Esse conflito gera uma dúvida razoável sobre o que realmente ocorreu quando Braga foi preso. Como o princípio da presunção de veracidade do depoimento dos policiais, instrumentalizado pela Súmula 70, não pode afastar o princípio do in dubio pro reu, pilar do Estado Democrático de Direito, o catador deve ser absolvido, afirmam os especialistas em Direito Penal. Para fortalecer esse argumento, citam precedentes do TJ-RJ traçando os limites de aplicação da norma.
Reportagem da ConJur mostrou que mais de 70% das prisões em flagrante por tráfico de drogas têm apenas um tipo de testemunha: os policiais que participaram da operação. E 91% dos processos decorrentes dessas detenções terminam com condenação. O problema, para quem estuda a área, é que prender e condenar com base, principalmente, em depoimentos de agentes viola o contraditório e a ampla defesa, tornando quase impossível a absolvição de um acusado.
Os dois docentes também concluem que não ficou provado que Rafael Braga praticou tráfico de drogas. Especialmente porque ele foi preso com poucos gramas de maconha e cocaína. Ainda que o Brasil não estabeleça quantidades de entorpecentes que são consideradas como para uso próprio, o Supremo Tribunal Federal já fixou alguns parâmetros nesse sentido, dizem os professores, citando a decisão da 2ª Turma da corte no HC 138.565. Na ocasião, os ministros consideraram que os 8 gramas de crack e 0,3 gramas de cocaína que uma pessoa guardava em sua casa eram uma quantidade ínfima, “que se assemelha ao tipo penal de consumo pessoal e não do tráfico de drogas”.

→ **Instruções**:
• A. Atualize uma parte do trecho: comece nas palavras "Esse conflito gera" e pare depois de "aplicação da norma.", colocando "réu" no lugar de "catador".
• B. Responda com base no trecho:
(i) Qual súmula instrumentaliza o princípio da presunção de veracidade do depoimento dos policiais?
(ii) Que porcentagem dos processos decorrentes das prisões em flagrante por tráfico termina com condenação?
(iii) Qual habeas corpus os professores citam ao mencionar a decisão da 2ª Turma do Supremo Tribunal Federal?
As linhas que vêm depois deste trecho não têm relação com ele.

→ **Informações exibidas**:

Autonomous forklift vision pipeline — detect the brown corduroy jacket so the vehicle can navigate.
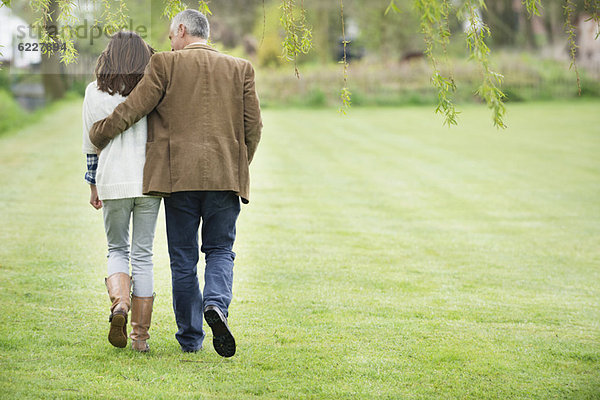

→ **Respostas das tarefas**:
• A.
Esse conflito gera uma dúvida razoável sobre o que realmente ocorreu quando Braga foi preso. Como o princípio da presunção de veracidade do depoimento dos policiais, instrumentalizado pela Súmula 70, não pode afastar o princípio do in dubio pro reu, pilar do Estado Democrático de Direito, o réu deve ser absolvido, afirmam os especialistas em Direito Penal. Para fortalecer esse argumento, citam precedentes do TJ-RJ traçando os limites de aplicação da norma.

• B.
(i) A Súmula 70.
(ii) 91%.
(iii) O HC 138.565.